He explains that while female ants do all the work, the pitiful males are merely “robot flying sexual missiles” with huge genitalia. (This is not worth imitating?) During battle, they eat their injured. “Where we send our young men to war,” Mr. Wilson writes, “ants send their old ladies.” Ants: moral idiots.

The sections about ants remind you what a lively writer Mr. Wilson can be. This two time winner of the Pulitzer Prize in nonfiction stands above the crowd of biology writers the way John le Carré stands above spy writers. He’s wise, learned, wicked, vivid, oracular.

Another writer might explain how ants cooperate. Mr. Wilson puts it this way, on how leaf-cutter ants fend off killer flies: “The problem is solved, mostly, by tiny sister ant workers that ride on their backs, like mahouts on elephants, and chase the flies away with flicks of their hind legs.” He can make the dribble of ants that snakes through your pantry sound like something out of “Lawrence of Arabia.”

“The Meaning of Human Existence” is not always this good. At times, it sounds like a commencement speech or a lesser Bill Moyers special. (“In this part of our journey, I propose to come full circle....”) Mr. Wilson’s prose has, over time, lost a bit of its elastic snap.

SOURCE DATA:

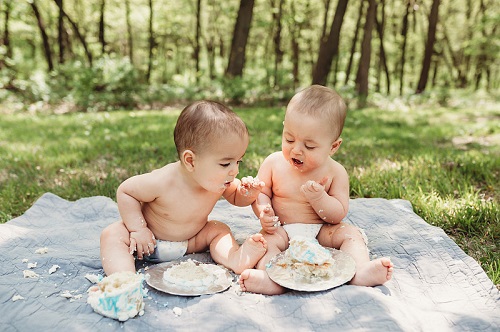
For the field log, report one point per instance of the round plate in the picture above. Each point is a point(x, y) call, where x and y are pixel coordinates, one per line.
point(154, 278)
point(342, 271)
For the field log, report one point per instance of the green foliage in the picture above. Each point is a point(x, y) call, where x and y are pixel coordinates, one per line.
point(445, 161)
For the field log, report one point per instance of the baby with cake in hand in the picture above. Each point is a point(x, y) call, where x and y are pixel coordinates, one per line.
point(306, 192)
point(165, 212)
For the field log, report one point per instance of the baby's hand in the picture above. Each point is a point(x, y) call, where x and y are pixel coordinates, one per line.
point(251, 187)
point(313, 190)
point(143, 241)
point(268, 220)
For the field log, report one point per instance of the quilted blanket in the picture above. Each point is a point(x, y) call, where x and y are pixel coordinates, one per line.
point(47, 253)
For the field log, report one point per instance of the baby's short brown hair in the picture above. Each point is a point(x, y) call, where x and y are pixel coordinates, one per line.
point(321, 102)
point(203, 122)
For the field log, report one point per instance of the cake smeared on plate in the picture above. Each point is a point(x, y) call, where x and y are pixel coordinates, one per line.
point(306, 259)
point(119, 296)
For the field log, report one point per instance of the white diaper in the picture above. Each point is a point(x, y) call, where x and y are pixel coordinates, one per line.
point(166, 251)
point(309, 231)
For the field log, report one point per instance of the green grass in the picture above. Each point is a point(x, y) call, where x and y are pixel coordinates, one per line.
point(445, 161)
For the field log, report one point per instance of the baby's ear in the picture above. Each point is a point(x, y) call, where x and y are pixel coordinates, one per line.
point(187, 160)
point(335, 146)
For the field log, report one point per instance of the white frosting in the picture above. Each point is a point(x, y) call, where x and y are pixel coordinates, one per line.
point(307, 250)
point(119, 296)
point(307, 260)
point(193, 275)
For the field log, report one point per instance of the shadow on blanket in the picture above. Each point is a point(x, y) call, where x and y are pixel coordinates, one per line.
point(436, 286)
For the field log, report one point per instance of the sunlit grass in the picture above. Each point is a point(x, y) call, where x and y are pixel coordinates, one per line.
point(445, 161)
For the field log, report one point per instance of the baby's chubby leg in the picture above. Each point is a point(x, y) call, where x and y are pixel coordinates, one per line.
point(115, 253)
point(225, 250)
point(257, 280)
point(349, 239)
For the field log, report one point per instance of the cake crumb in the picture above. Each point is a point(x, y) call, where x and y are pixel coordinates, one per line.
point(30, 274)
point(53, 269)
point(177, 311)
point(41, 251)
point(17, 297)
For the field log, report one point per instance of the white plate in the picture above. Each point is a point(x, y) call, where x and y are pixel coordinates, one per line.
point(154, 278)
point(343, 270)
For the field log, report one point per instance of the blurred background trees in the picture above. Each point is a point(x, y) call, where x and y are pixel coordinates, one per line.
point(110, 54)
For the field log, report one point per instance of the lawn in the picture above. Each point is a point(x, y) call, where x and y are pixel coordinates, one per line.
point(445, 161)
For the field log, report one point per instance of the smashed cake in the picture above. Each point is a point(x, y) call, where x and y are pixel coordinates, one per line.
point(118, 296)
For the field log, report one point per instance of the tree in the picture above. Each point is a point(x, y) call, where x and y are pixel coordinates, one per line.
point(354, 43)
point(366, 50)
point(6, 34)
point(102, 39)
point(429, 46)
point(240, 38)
point(404, 34)
point(77, 32)
point(45, 38)
point(330, 48)
point(151, 43)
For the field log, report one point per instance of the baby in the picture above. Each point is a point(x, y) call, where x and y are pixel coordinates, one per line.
point(165, 212)
point(307, 192)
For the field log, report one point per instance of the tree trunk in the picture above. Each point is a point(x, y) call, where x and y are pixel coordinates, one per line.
point(383, 58)
point(151, 40)
point(366, 50)
point(129, 32)
point(197, 46)
point(429, 46)
point(78, 34)
point(6, 34)
point(60, 30)
point(45, 38)
point(278, 52)
point(102, 39)
point(354, 42)
point(329, 49)
point(240, 38)
point(404, 33)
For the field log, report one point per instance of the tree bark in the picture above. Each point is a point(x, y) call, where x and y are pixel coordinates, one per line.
point(383, 58)
point(129, 32)
point(102, 39)
point(329, 50)
point(78, 34)
point(240, 38)
point(366, 50)
point(151, 41)
point(60, 30)
point(429, 46)
point(354, 42)
point(404, 33)
point(278, 52)
point(45, 38)
point(6, 34)
point(197, 46)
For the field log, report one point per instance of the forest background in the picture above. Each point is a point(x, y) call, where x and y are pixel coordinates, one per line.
point(420, 76)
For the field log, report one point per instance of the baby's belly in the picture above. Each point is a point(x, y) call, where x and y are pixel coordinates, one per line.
point(169, 230)
point(295, 212)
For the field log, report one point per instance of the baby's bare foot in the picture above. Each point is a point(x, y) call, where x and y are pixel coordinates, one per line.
point(257, 281)
point(373, 273)
point(250, 252)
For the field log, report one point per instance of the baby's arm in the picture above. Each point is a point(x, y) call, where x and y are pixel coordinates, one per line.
point(331, 206)
point(129, 196)
point(244, 192)
point(263, 209)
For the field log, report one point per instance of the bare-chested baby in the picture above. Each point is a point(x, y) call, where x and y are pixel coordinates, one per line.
point(306, 192)
point(165, 212)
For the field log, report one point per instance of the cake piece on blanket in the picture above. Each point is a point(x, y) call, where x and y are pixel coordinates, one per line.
point(118, 296)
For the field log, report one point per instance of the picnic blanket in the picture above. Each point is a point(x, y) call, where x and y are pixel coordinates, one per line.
point(435, 287)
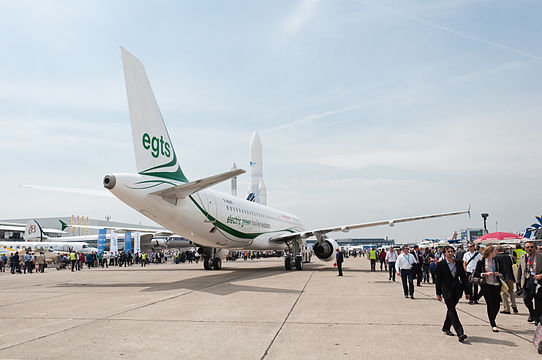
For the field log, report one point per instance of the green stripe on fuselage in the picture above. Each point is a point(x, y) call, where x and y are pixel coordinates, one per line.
point(228, 229)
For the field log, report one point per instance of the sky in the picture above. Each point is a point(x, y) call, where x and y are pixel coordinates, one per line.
point(367, 110)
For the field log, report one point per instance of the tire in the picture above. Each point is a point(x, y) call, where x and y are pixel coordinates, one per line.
point(288, 263)
point(298, 263)
point(217, 263)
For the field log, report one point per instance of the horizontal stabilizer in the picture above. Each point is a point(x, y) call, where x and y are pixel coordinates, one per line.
point(183, 190)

REQUIREMENT:
According to the book review, how many times has Mr. Wilson won the Pulitzer Prize in nonfiction?

RESULT FOR THIS EXERCISE:
Two times.